▶ [To do] Could you count the lines below that include the word "shoulder" and give only the number?
* * * * *
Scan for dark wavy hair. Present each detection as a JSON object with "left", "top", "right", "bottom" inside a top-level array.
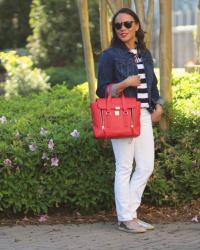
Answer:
[{"left": 110, "top": 8, "right": 146, "bottom": 50}]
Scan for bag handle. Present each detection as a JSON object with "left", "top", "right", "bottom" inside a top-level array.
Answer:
[
  {"left": 106, "top": 84, "right": 127, "bottom": 110},
  {"left": 106, "top": 84, "right": 125, "bottom": 98}
]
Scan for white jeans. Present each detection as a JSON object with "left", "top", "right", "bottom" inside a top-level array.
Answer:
[{"left": 111, "top": 109, "right": 154, "bottom": 221}]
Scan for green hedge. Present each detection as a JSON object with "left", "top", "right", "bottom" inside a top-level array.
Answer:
[
  {"left": 0, "top": 73, "right": 199, "bottom": 214},
  {"left": 145, "top": 72, "right": 200, "bottom": 205},
  {"left": 0, "top": 84, "right": 113, "bottom": 214},
  {"left": 45, "top": 65, "right": 87, "bottom": 88}
]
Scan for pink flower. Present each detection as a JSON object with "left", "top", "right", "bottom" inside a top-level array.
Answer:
[
  {"left": 191, "top": 215, "right": 198, "bottom": 223},
  {"left": 70, "top": 129, "right": 80, "bottom": 138},
  {"left": 48, "top": 139, "right": 54, "bottom": 150},
  {"left": 39, "top": 214, "right": 48, "bottom": 222},
  {"left": 51, "top": 157, "right": 59, "bottom": 167},
  {"left": 29, "top": 144, "right": 37, "bottom": 152},
  {"left": 40, "top": 127, "right": 48, "bottom": 136},
  {"left": 3, "top": 159, "right": 12, "bottom": 167},
  {"left": 0, "top": 116, "right": 7, "bottom": 124}
]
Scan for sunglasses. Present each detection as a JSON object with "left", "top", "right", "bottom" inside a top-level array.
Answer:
[{"left": 114, "top": 21, "right": 135, "bottom": 30}]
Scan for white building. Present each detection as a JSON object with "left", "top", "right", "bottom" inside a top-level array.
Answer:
[{"left": 151, "top": 0, "right": 198, "bottom": 67}]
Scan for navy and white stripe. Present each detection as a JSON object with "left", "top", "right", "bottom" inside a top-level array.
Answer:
[{"left": 129, "top": 49, "right": 149, "bottom": 108}]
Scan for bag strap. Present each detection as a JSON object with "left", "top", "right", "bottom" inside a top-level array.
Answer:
[
  {"left": 106, "top": 84, "right": 126, "bottom": 98},
  {"left": 106, "top": 84, "right": 127, "bottom": 111},
  {"left": 106, "top": 84, "right": 112, "bottom": 98}
]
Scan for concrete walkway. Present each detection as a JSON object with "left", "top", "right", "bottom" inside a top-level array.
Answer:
[{"left": 0, "top": 222, "right": 199, "bottom": 250}]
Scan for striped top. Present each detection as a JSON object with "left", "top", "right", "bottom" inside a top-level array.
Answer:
[{"left": 129, "top": 49, "right": 149, "bottom": 108}]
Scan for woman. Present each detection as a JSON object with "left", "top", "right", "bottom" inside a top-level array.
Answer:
[{"left": 96, "top": 8, "right": 163, "bottom": 233}]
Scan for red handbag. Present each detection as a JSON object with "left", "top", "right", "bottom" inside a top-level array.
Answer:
[{"left": 90, "top": 85, "right": 141, "bottom": 139}]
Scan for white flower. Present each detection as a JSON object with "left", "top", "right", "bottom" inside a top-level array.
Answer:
[
  {"left": 22, "top": 216, "right": 29, "bottom": 222},
  {"left": 3, "top": 159, "right": 12, "bottom": 167},
  {"left": 40, "top": 127, "right": 48, "bottom": 136},
  {"left": 15, "top": 131, "right": 20, "bottom": 139},
  {"left": 48, "top": 139, "right": 54, "bottom": 150},
  {"left": 29, "top": 144, "right": 37, "bottom": 152},
  {"left": 70, "top": 129, "right": 80, "bottom": 138},
  {"left": 191, "top": 111, "right": 200, "bottom": 116},
  {"left": 41, "top": 152, "right": 49, "bottom": 160},
  {"left": 191, "top": 215, "right": 198, "bottom": 223},
  {"left": 0, "top": 116, "right": 7, "bottom": 124},
  {"left": 51, "top": 157, "right": 59, "bottom": 167}
]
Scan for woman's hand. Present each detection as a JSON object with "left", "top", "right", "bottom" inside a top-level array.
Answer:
[
  {"left": 115, "top": 75, "right": 140, "bottom": 96},
  {"left": 125, "top": 75, "right": 141, "bottom": 87},
  {"left": 151, "top": 104, "right": 163, "bottom": 123}
]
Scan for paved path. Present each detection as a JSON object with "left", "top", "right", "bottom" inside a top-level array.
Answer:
[{"left": 0, "top": 222, "right": 199, "bottom": 250}]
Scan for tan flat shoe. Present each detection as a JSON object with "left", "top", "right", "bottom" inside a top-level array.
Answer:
[
  {"left": 118, "top": 221, "right": 147, "bottom": 233},
  {"left": 136, "top": 219, "right": 155, "bottom": 230}
]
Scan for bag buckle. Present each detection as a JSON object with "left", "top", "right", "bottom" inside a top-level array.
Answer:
[{"left": 114, "top": 106, "right": 120, "bottom": 116}]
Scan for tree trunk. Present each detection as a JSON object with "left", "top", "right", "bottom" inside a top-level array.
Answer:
[
  {"left": 145, "top": 0, "right": 154, "bottom": 49},
  {"left": 76, "top": 0, "right": 96, "bottom": 103},
  {"left": 99, "top": 0, "right": 111, "bottom": 51},
  {"left": 196, "top": 0, "right": 200, "bottom": 64},
  {"left": 123, "top": 0, "right": 132, "bottom": 8},
  {"left": 159, "top": 0, "right": 172, "bottom": 130},
  {"left": 134, "top": 0, "right": 154, "bottom": 49},
  {"left": 134, "top": 0, "right": 145, "bottom": 28},
  {"left": 107, "top": 0, "right": 123, "bottom": 14}
]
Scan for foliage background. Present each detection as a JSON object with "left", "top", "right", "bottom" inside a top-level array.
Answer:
[
  {"left": 0, "top": 51, "right": 50, "bottom": 97},
  {"left": 0, "top": 0, "right": 199, "bottom": 215},
  {"left": 0, "top": 0, "right": 32, "bottom": 50},
  {"left": 0, "top": 73, "right": 199, "bottom": 214},
  {"left": 27, "top": 0, "right": 100, "bottom": 67}
]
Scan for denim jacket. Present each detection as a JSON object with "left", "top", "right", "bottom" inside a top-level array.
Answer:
[{"left": 96, "top": 47, "right": 164, "bottom": 113}]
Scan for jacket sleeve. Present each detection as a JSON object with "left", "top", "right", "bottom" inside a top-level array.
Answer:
[
  {"left": 147, "top": 50, "right": 164, "bottom": 106},
  {"left": 151, "top": 72, "right": 164, "bottom": 106},
  {"left": 96, "top": 50, "right": 114, "bottom": 98}
]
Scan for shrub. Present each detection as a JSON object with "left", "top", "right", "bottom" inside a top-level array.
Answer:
[
  {"left": 0, "top": 84, "right": 114, "bottom": 214},
  {"left": 145, "top": 72, "right": 200, "bottom": 206},
  {"left": 45, "top": 65, "right": 87, "bottom": 88},
  {"left": 0, "top": 51, "right": 50, "bottom": 98},
  {"left": 0, "top": 72, "right": 199, "bottom": 214}
]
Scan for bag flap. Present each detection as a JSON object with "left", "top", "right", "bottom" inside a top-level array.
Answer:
[{"left": 96, "top": 97, "right": 140, "bottom": 109}]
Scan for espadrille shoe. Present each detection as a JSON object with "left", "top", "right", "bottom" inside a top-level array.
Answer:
[
  {"left": 118, "top": 221, "right": 147, "bottom": 233},
  {"left": 136, "top": 219, "right": 155, "bottom": 230}
]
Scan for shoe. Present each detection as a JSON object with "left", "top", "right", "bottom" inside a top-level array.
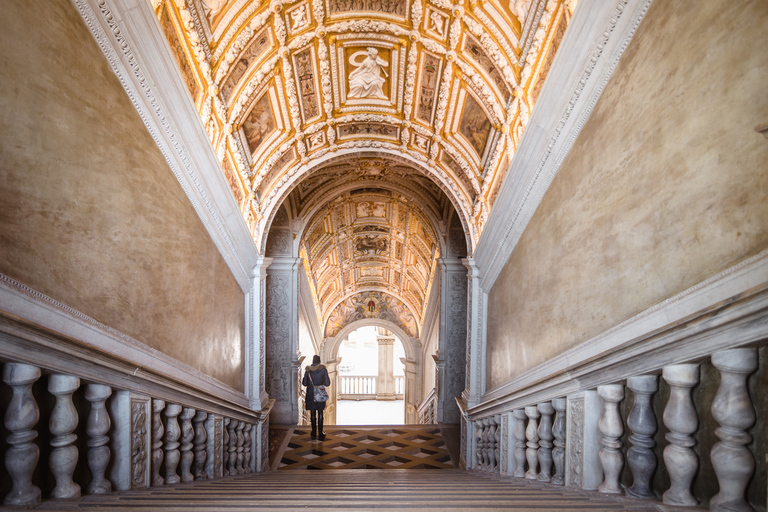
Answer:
[
  {"left": 318, "top": 431, "right": 326, "bottom": 440},
  {"left": 310, "top": 430, "right": 317, "bottom": 439}
]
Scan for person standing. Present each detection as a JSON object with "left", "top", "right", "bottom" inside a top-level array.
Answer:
[{"left": 302, "top": 355, "right": 331, "bottom": 440}]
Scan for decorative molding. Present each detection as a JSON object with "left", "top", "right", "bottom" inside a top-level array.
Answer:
[
  {"left": 71, "top": 0, "right": 260, "bottom": 291},
  {"left": 474, "top": 0, "right": 655, "bottom": 292}
]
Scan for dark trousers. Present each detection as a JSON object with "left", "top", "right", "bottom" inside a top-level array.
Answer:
[{"left": 310, "top": 409, "right": 324, "bottom": 436}]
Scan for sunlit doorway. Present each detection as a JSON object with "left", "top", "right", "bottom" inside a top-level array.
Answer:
[{"left": 336, "top": 326, "right": 406, "bottom": 425}]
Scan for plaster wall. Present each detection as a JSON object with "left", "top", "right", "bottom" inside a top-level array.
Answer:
[
  {"left": 486, "top": 0, "right": 768, "bottom": 389},
  {"left": 0, "top": 0, "right": 245, "bottom": 391}
]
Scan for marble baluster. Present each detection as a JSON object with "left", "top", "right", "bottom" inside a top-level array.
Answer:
[
  {"left": 235, "top": 421, "right": 245, "bottom": 474},
  {"left": 193, "top": 411, "right": 208, "bottom": 480},
  {"left": 48, "top": 374, "right": 81, "bottom": 499},
  {"left": 475, "top": 419, "right": 485, "bottom": 470},
  {"left": 151, "top": 399, "right": 165, "bottom": 486},
  {"left": 243, "top": 424, "right": 252, "bottom": 474},
  {"left": 662, "top": 364, "right": 699, "bottom": 507},
  {"left": 494, "top": 414, "right": 502, "bottom": 474},
  {"left": 163, "top": 404, "right": 182, "bottom": 485},
  {"left": 487, "top": 418, "right": 497, "bottom": 472},
  {"left": 537, "top": 402, "right": 555, "bottom": 483},
  {"left": 626, "top": 375, "right": 658, "bottom": 499},
  {"left": 598, "top": 384, "right": 624, "bottom": 494},
  {"left": 513, "top": 409, "right": 527, "bottom": 478},
  {"left": 2, "top": 363, "right": 41, "bottom": 506},
  {"left": 179, "top": 407, "right": 195, "bottom": 483},
  {"left": 85, "top": 383, "right": 112, "bottom": 494},
  {"left": 551, "top": 398, "right": 566, "bottom": 486},
  {"left": 222, "top": 418, "right": 230, "bottom": 477},
  {"left": 524, "top": 406, "right": 540, "bottom": 480},
  {"left": 227, "top": 418, "right": 237, "bottom": 476},
  {"left": 710, "top": 348, "right": 758, "bottom": 512}
]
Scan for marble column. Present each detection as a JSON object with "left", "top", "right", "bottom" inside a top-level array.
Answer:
[
  {"left": 151, "top": 399, "right": 165, "bottom": 486},
  {"left": 524, "top": 406, "right": 540, "bottom": 480},
  {"left": 163, "top": 403, "right": 182, "bottom": 485},
  {"left": 227, "top": 418, "right": 237, "bottom": 476},
  {"left": 193, "top": 411, "right": 208, "bottom": 480},
  {"left": 376, "top": 332, "right": 396, "bottom": 401},
  {"left": 179, "top": 407, "right": 195, "bottom": 483},
  {"left": 48, "top": 374, "right": 81, "bottom": 499},
  {"left": 243, "top": 423, "right": 253, "bottom": 474},
  {"left": 537, "top": 402, "right": 555, "bottom": 483},
  {"left": 626, "top": 375, "right": 658, "bottom": 499},
  {"left": 662, "top": 364, "right": 699, "bottom": 507},
  {"left": 551, "top": 398, "right": 566, "bottom": 486},
  {"left": 85, "top": 383, "right": 113, "bottom": 494},
  {"left": 597, "top": 384, "right": 624, "bottom": 494},
  {"left": 222, "top": 418, "right": 230, "bottom": 477},
  {"left": 710, "top": 348, "right": 758, "bottom": 512},
  {"left": 235, "top": 421, "right": 245, "bottom": 474},
  {"left": 2, "top": 363, "right": 41, "bottom": 506},
  {"left": 513, "top": 409, "right": 527, "bottom": 478}
]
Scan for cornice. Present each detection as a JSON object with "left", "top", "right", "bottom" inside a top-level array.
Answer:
[
  {"left": 71, "top": 0, "right": 260, "bottom": 290},
  {"left": 473, "top": 0, "right": 655, "bottom": 292}
]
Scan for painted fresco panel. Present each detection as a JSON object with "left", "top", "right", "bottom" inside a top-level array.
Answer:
[{"left": 458, "top": 94, "right": 492, "bottom": 157}]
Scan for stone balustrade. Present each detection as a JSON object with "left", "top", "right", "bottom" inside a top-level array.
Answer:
[
  {"left": 0, "top": 361, "right": 264, "bottom": 507},
  {"left": 466, "top": 346, "right": 766, "bottom": 511}
]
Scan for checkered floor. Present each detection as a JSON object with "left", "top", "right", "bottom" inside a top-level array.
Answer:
[{"left": 277, "top": 425, "right": 456, "bottom": 470}]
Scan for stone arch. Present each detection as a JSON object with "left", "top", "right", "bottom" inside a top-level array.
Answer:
[{"left": 324, "top": 318, "right": 418, "bottom": 364}]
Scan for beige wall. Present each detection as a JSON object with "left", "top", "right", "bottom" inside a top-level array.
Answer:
[
  {"left": 0, "top": 0, "right": 245, "bottom": 391},
  {"left": 486, "top": 0, "right": 768, "bottom": 390}
]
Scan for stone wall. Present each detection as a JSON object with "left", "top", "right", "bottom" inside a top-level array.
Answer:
[
  {"left": 0, "top": 0, "right": 245, "bottom": 391},
  {"left": 486, "top": 0, "right": 768, "bottom": 389}
]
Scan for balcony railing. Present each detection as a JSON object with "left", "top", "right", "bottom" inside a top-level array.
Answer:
[{"left": 338, "top": 375, "right": 404, "bottom": 400}]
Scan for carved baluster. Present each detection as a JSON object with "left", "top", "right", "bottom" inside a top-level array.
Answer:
[
  {"left": 597, "top": 384, "right": 624, "bottom": 494},
  {"left": 48, "top": 374, "right": 81, "bottom": 499},
  {"left": 243, "top": 424, "right": 252, "bottom": 474},
  {"left": 2, "top": 363, "right": 41, "bottom": 506},
  {"left": 179, "top": 407, "right": 195, "bottom": 483},
  {"left": 710, "top": 348, "right": 758, "bottom": 512},
  {"left": 662, "top": 364, "right": 699, "bottom": 506},
  {"left": 222, "top": 418, "right": 230, "bottom": 476},
  {"left": 85, "top": 383, "right": 112, "bottom": 494},
  {"left": 551, "top": 398, "right": 566, "bottom": 485},
  {"left": 524, "top": 406, "right": 540, "bottom": 480},
  {"left": 487, "top": 418, "right": 497, "bottom": 472},
  {"left": 151, "top": 399, "right": 165, "bottom": 486},
  {"left": 626, "top": 375, "right": 658, "bottom": 499},
  {"left": 475, "top": 420, "right": 484, "bottom": 469},
  {"left": 163, "top": 404, "right": 182, "bottom": 485},
  {"left": 227, "top": 418, "right": 237, "bottom": 476},
  {"left": 537, "top": 402, "right": 555, "bottom": 483},
  {"left": 494, "top": 414, "right": 501, "bottom": 474},
  {"left": 235, "top": 421, "right": 245, "bottom": 474},
  {"left": 513, "top": 409, "right": 527, "bottom": 478},
  {"left": 193, "top": 411, "right": 208, "bottom": 480}
]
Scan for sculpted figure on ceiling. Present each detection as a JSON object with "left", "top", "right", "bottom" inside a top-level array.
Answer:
[{"left": 348, "top": 48, "right": 389, "bottom": 100}]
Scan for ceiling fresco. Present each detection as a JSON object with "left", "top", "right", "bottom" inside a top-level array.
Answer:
[
  {"left": 151, "top": 0, "right": 578, "bottom": 250},
  {"left": 152, "top": 0, "right": 577, "bottom": 336}
]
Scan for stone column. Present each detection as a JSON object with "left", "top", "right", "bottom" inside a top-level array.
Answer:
[
  {"left": 246, "top": 256, "right": 272, "bottom": 410},
  {"left": 551, "top": 398, "right": 566, "bottom": 485},
  {"left": 193, "top": 411, "right": 208, "bottom": 480},
  {"left": 401, "top": 358, "right": 419, "bottom": 424},
  {"left": 323, "top": 357, "right": 338, "bottom": 425},
  {"left": 626, "top": 375, "right": 658, "bottom": 499},
  {"left": 710, "top": 348, "right": 758, "bottom": 512},
  {"left": 597, "top": 384, "right": 624, "bottom": 494},
  {"left": 2, "top": 363, "right": 41, "bottom": 506},
  {"left": 376, "top": 332, "right": 396, "bottom": 400},
  {"left": 85, "top": 383, "right": 113, "bottom": 494},
  {"left": 461, "top": 258, "right": 481, "bottom": 409},
  {"left": 437, "top": 258, "right": 468, "bottom": 422},
  {"left": 524, "top": 406, "right": 540, "bottom": 480},
  {"left": 662, "top": 364, "right": 699, "bottom": 507},
  {"left": 179, "top": 407, "right": 195, "bottom": 483},
  {"left": 163, "top": 403, "right": 182, "bottom": 485},
  {"left": 48, "top": 374, "right": 81, "bottom": 499},
  {"left": 537, "top": 401, "right": 555, "bottom": 483},
  {"left": 151, "top": 399, "right": 165, "bottom": 486},
  {"left": 513, "top": 409, "right": 527, "bottom": 478}
]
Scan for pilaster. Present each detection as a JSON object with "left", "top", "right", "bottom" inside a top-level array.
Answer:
[
  {"left": 437, "top": 258, "right": 468, "bottom": 423},
  {"left": 247, "top": 256, "right": 272, "bottom": 411},
  {"left": 462, "top": 258, "right": 486, "bottom": 408}
]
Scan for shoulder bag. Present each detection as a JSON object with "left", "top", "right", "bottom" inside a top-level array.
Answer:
[{"left": 308, "top": 371, "right": 329, "bottom": 402}]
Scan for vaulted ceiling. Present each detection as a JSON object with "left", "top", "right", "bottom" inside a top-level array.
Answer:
[{"left": 152, "top": 0, "right": 576, "bottom": 332}]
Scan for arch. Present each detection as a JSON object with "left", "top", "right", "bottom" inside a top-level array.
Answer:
[
  {"left": 259, "top": 148, "right": 476, "bottom": 255},
  {"left": 325, "top": 318, "right": 418, "bottom": 365}
]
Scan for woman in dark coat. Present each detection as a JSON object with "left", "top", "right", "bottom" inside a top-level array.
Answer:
[{"left": 302, "top": 355, "right": 331, "bottom": 440}]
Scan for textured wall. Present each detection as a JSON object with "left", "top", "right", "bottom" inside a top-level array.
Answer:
[
  {"left": 486, "top": 0, "right": 768, "bottom": 389},
  {"left": 0, "top": 0, "right": 245, "bottom": 391}
]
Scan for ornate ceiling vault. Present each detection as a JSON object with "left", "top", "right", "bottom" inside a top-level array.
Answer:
[{"left": 152, "top": 0, "right": 576, "bottom": 334}]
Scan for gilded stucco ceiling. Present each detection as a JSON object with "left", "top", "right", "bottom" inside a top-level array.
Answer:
[{"left": 152, "top": 0, "right": 577, "bottom": 334}]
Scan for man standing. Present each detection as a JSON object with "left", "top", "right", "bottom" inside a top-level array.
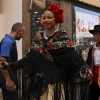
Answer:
[
  {"left": 86, "top": 25, "right": 100, "bottom": 100},
  {"left": 0, "top": 22, "right": 25, "bottom": 100}
]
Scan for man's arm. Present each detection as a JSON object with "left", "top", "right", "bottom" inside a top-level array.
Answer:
[{"left": 0, "top": 57, "right": 15, "bottom": 91}]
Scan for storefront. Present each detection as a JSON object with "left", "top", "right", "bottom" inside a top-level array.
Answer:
[
  {"left": 64, "top": 0, "right": 100, "bottom": 60},
  {"left": 73, "top": 5, "right": 100, "bottom": 60}
]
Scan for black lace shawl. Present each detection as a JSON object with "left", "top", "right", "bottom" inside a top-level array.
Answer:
[{"left": 10, "top": 30, "right": 89, "bottom": 100}]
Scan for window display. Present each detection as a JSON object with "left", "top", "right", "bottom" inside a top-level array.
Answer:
[{"left": 73, "top": 6, "right": 100, "bottom": 60}]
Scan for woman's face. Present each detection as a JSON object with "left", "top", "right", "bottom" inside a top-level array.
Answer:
[{"left": 42, "top": 10, "right": 56, "bottom": 29}]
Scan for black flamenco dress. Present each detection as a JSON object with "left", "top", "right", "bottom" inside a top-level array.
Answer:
[{"left": 9, "top": 30, "right": 90, "bottom": 100}]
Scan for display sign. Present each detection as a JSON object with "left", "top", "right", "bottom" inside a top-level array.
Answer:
[{"left": 75, "top": 11, "right": 99, "bottom": 38}]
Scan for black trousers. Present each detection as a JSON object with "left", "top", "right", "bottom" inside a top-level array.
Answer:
[
  {"left": 89, "top": 82, "right": 100, "bottom": 100},
  {"left": 0, "top": 71, "right": 18, "bottom": 100},
  {"left": 2, "top": 86, "right": 17, "bottom": 100}
]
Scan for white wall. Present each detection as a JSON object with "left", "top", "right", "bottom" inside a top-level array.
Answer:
[
  {"left": 0, "top": 0, "right": 2, "bottom": 13},
  {"left": 0, "top": 14, "right": 4, "bottom": 40},
  {"left": 2, "top": 0, "right": 22, "bottom": 60}
]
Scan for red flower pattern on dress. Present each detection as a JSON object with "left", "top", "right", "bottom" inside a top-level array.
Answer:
[
  {"left": 67, "top": 41, "right": 73, "bottom": 46},
  {"left": 48, "top": 43, "right": 54, "bottom": 49},
  {"left": 38, "top": 38, "right": 42, "bottom": 43},
  {"left": 37, "top": 47, "right": 42, "bottom": 52},
  {"left": 45, "top": 50, "right": 49, "bottom": 54}
]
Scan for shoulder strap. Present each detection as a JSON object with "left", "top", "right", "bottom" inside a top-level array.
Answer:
[
  {"left": 10, "top": 42, "right": 18, "bottom": 62},
  {"left": 52, "top": 31, "right": 63, "bottom": 41}
]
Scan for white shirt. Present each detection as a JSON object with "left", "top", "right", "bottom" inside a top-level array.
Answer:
[
  {"left": 94, "top": 44, "right": 100, "bottom": 66},
  {"left": 43, "top": 30, "right": 48, "bottom": 40}
]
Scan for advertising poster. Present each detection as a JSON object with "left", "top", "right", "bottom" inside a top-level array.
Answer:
[{"left": 75, "top": 11, "right": 99, "bottom": 38}]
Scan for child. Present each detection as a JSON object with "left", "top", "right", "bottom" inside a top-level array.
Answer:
[{"left": 86, "top": 25, "right": 100, "bottom": 100}]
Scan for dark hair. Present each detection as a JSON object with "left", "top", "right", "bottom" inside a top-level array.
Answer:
[{"left": 11, "top": 22, "right": 25, "bottom": 32}]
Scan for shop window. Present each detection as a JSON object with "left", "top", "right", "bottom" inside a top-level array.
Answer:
[{"left": 72, "top": 6, "right": 100, "bottom": 60}]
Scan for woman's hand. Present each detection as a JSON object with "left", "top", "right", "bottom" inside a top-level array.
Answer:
[
  {"left": 82, "top": 68, "right": 93, "bottom": 80},
  {"left": 0, "top": 61, "right": 16, "bottom": 91},
  {"left": 0, "top": 61, "right": 9, "bottom": 70},
  {"left": 80, "top": 66, "right": 93, "bottom": 80}
]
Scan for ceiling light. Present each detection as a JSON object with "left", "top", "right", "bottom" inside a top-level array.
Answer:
[{"left": 34, "top": 12, "right": 38, "bottom": 14}]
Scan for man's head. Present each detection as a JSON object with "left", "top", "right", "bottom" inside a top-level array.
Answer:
[
  {"left": 89, "top": 25, "right": 100, "bottom": 43},
  {"left": 11, "top": 22, "right": 25, "bottom": 40},
  {"left": 89, "top": 25, "right": 100, "bottom": 34}
]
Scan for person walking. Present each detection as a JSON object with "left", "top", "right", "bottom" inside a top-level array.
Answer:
[
  {"left": 86, "top": 25, "right": 100, "bottom": 100},
  {"left": 1, "top": 3, "right": 92, "bottom": 100},
  {"left": 0, "top": 22, "right": 25, "bottom": 100}
]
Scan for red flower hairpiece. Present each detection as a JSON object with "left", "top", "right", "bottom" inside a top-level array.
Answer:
[{"left": 48, "top": 3, "right": 64, "bottom": 24}]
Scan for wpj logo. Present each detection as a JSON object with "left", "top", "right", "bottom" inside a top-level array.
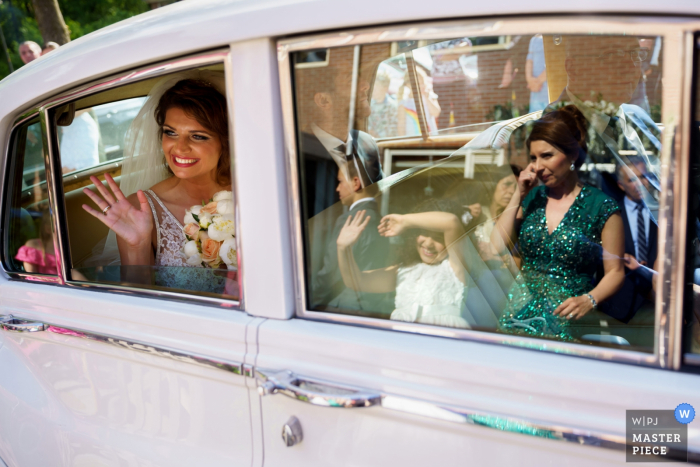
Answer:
[{"left": 625, "top": 405, "right": 694, "bottom": 463}]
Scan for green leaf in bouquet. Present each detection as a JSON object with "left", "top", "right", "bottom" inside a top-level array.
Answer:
[{"left": 192, "top": 213, "right": 200, "bottom": 222}]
* * * * *
▶ [Response area] 2